Type the data below again exactly. Omit all pictures.

Referring expression pointing data
^^^^^^^^

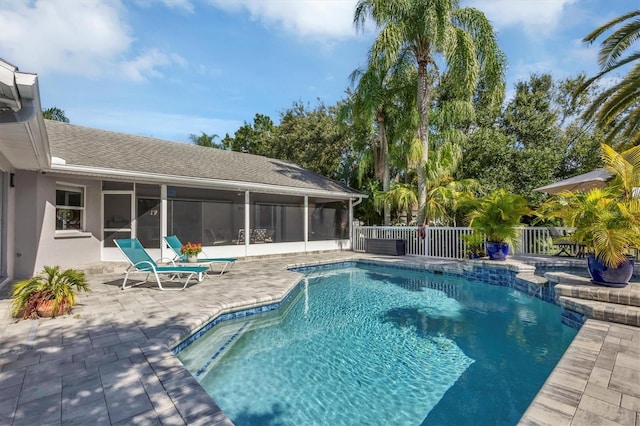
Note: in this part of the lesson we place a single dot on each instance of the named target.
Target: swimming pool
(368, 345)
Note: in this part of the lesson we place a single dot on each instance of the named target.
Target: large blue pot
(497, 251)
(610, 277)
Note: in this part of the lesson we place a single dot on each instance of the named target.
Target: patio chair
(561, 239)
(141, 262)
(175, 244)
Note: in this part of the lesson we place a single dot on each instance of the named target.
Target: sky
(171, 68)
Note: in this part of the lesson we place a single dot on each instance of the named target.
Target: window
(69, 208)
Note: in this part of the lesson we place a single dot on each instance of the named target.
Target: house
(67, 191)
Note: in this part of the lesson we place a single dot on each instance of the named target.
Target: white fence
(447, 242)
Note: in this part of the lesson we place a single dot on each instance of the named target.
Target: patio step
(102, 268)
(581, 288)
(604, 311)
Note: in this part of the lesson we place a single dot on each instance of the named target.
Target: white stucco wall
(36, 241)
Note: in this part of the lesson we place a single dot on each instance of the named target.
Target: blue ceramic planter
(497, 251)
(610, 277)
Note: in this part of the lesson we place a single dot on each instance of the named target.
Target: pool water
(367, 345)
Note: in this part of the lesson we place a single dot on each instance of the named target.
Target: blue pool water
(365, 345)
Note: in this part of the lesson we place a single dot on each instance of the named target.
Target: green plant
(50, 285)
(497, 215)
(475, 243)
(607, 220)
(191, 249)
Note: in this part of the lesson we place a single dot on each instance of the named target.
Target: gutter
(156, 178)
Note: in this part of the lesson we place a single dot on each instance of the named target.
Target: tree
(429, 34)
(205, 140)
(311, 138)
(617, 108)
(252, 138)
(382, 94)
(530, 121)
(56, 114)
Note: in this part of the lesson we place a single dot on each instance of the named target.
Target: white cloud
(168, 126)
(536, 17)
(185, 5)
(89, 38)
(305, 18)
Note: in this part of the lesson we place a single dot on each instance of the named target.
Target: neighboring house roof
(594, 179)
(95, 152)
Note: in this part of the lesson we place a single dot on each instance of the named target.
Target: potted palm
(49, 294)
(607, 220)
(496, 216)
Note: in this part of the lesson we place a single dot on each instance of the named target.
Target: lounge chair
(175, 244)
(142, 262)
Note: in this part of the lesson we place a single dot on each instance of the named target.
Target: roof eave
(196, 181)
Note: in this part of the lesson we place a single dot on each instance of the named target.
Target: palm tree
(617, 107)
(443, 191)
(382, 94)
(427, 34)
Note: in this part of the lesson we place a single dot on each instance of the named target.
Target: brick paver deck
(110, 361)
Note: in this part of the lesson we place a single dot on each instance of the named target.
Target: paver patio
(110, 361)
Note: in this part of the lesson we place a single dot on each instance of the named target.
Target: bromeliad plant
(49, 294)
(191, 249)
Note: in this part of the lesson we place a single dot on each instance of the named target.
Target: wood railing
(447, 242)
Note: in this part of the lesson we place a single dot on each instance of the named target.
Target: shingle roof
(88, 147)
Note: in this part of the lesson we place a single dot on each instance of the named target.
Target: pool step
(604, 311)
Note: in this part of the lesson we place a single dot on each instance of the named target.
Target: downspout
(352, 204)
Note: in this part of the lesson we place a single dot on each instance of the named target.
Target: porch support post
(247, 221)
(305, 221)
(351, 230)
(163, 220)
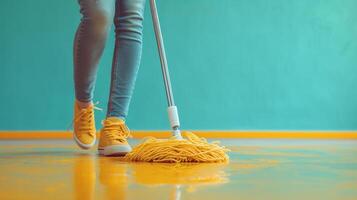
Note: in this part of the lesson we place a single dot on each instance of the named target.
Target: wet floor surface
(259, 169)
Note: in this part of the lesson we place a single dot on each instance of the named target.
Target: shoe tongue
(115, 120)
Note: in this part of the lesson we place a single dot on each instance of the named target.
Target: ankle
(83, 104)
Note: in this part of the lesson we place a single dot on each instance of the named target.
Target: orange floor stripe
(11, 135)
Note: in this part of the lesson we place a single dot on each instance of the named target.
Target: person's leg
(89, 42)
(97, 16)
(128, 20)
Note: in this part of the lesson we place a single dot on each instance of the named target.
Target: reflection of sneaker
(113, 136)
(84, 126)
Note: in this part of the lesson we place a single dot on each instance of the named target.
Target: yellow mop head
(172, 150)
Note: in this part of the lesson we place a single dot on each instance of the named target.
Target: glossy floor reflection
(259, 169)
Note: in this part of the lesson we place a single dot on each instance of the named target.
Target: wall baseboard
(224, 134)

^^^^^^^^

* _Solution below_
Note: in this part of the lesson we place a single dot on each instance of the named target.
Target: swimming pool
(368, 345)
Note: in this part of the lesson we place a single dot on each instance of the named target.
Target: large blue pot
(497, 251)
(610, 277)
Note: in this part of the lesson we place a single dot on each instance of the named target.
Target: patio chair
(561, 239)
(141, 262)
(175, 244)
Note: in this part of the lesson we place a single dot on each instance of the named target.
Target: sky
(171, 68)
Note: in this part of the lesson we place a single dot on each instance of the named target.
Target: window
(69, 208)
Note: in this part of the lesson we place a single dot on each instance of the named target.
Target: house
(67, 191)
Note: in this part of the lesson we place a single dot on each instance of the named target.
Target: white fence
(447, 242)
Note: in this part of the lesson we place a single dot on each instance of the named target.
Target: patio step
(102, 268)
(581, 288)
(604, 311)
Note: in this part of the lesson we place a single dot on each instance of the named target.
Target: white stucco wall
(36, 241)
Note: in this part of the lesson we place a single dot on each instance of the named target.
Target: blue ceramic planter
(497, 251)
(610, 277)
Note: in this part of the lesson we place a single dot on each instance of the named target.
Target: pool water
(367, 345)
Note: in this part of the lesson we place a single dot on each instance of the named target.
Target: blue pool water
(365, 345)
Note: in this part of the lesson we place a single dot on each instance of the named target.
Target: green plant
(50, 285)
(497, 215)
(475, 243)
(607, 220)
(191, 249)
Note: in this part of the lesson we place a single dot on each instance of the named target.
Target: gutter
(156, 178)
Note: in this part of the lesson we place a single dot on each instance of the named target.
Target: tree
(429, 34)
(205, 140)
(311, 138)
(617, 108)
(252, 138)
(382, 94)
(530, 121)
(56, 114)
Note: in this part of the lesson we place a single dot on each instance of the named target.
Target: white cloud
(168, 126)
(536, 17)
(185, 5)
(89, 38)
(305, 18)
Note: in this part of the lesson we place a single dot on each instance of the named target.
Target: neighboring house roof
(594, 179)
(95, 152)
Note: in this part of the lesson we place a single dot on each instance of the named target.
Target: potted palm
(49, 294)
(607, 220)
(496, 216)
Note: in this part of the lesson we place a single dot on each instance of the named target.
Target: lounge chair
(175, 244)
(142, 262)
Note: in this part of the lesson we place a single dot on each instance of the named target.
Target: roof eave
(196, 181)
Note: in this part of the lesson we place a single dot on each instance of the named target.
Target: palm tree
(617, 107)
(443, 191)
(382, 94)
(427, 34)
Note: in this part of the lesson we place a single dot on each instance of the named target.
Target: brick paver deck
(110, 361)
Note: in this part of the lesson we place a single dot on each instance of the named target.
Target: paver patio
(110, 361)
Note: in this part of the lesson we place a single dot on each instance of the named target.
Target: bromeliad plant
(49, 294)
(191, 249)
Note: in this part of the lesson we place a single dot on each instance of the named target.
Target: wood railing
(447, 242)
Note: in this part of the lesson we place a single dot on each instance of the named target.
Target: shingle roof
(88, 147)
Note: in this part of the lesson we place a single dot on each instance of the named target.
Target: pool step
(604, 311)
Note: in this part of the lesson we place a single dot on each instance of the named target.
Target: downspout
(352, 204)
Note: in this part of the lesson we place a single dot on each instance of the named target.
Target: porch support post
(247, 221)
(305, 221)
(351, 230)
(163, 220)
Note: in this part of the lesson we place a single dot on each instance of the named target.
Target: wet floor surface
(259, 169)
Note: in this part of the lesson we place a single dot on each instance of the named target.
Target: shoe tongue
(115, 120)
Note: in this part of the lesson we place a single dot on each instance of the named target.
Target: ankle
(83, 104)
Note: in this part of the lesson we place a single dot on each instance of the named target.
Target: orange floor stripe
(11, 135)
Note: in this part of the lesson we place a single dot on each instance of the named target.
Target: person's leg
(89, 42)
(97, 16)
(128, 20)
Note: in this part of the lesson we place a single dot on each instance of the named target.
Target: reflection of sneaker
(113, 136)
(84, 126)
Note: in this part of the lesson we place a single dot on each instance of the named target.
Target: yellow mop head
(172, 150)
Note: in this part of the lesson we place a single dot on each instance of the named target.
Target: glossy floor reflection
(259, 169)
Note: in this part of the lesson we place a single dot on each instance of the named target.
Target: wall baseboard
(224, 134)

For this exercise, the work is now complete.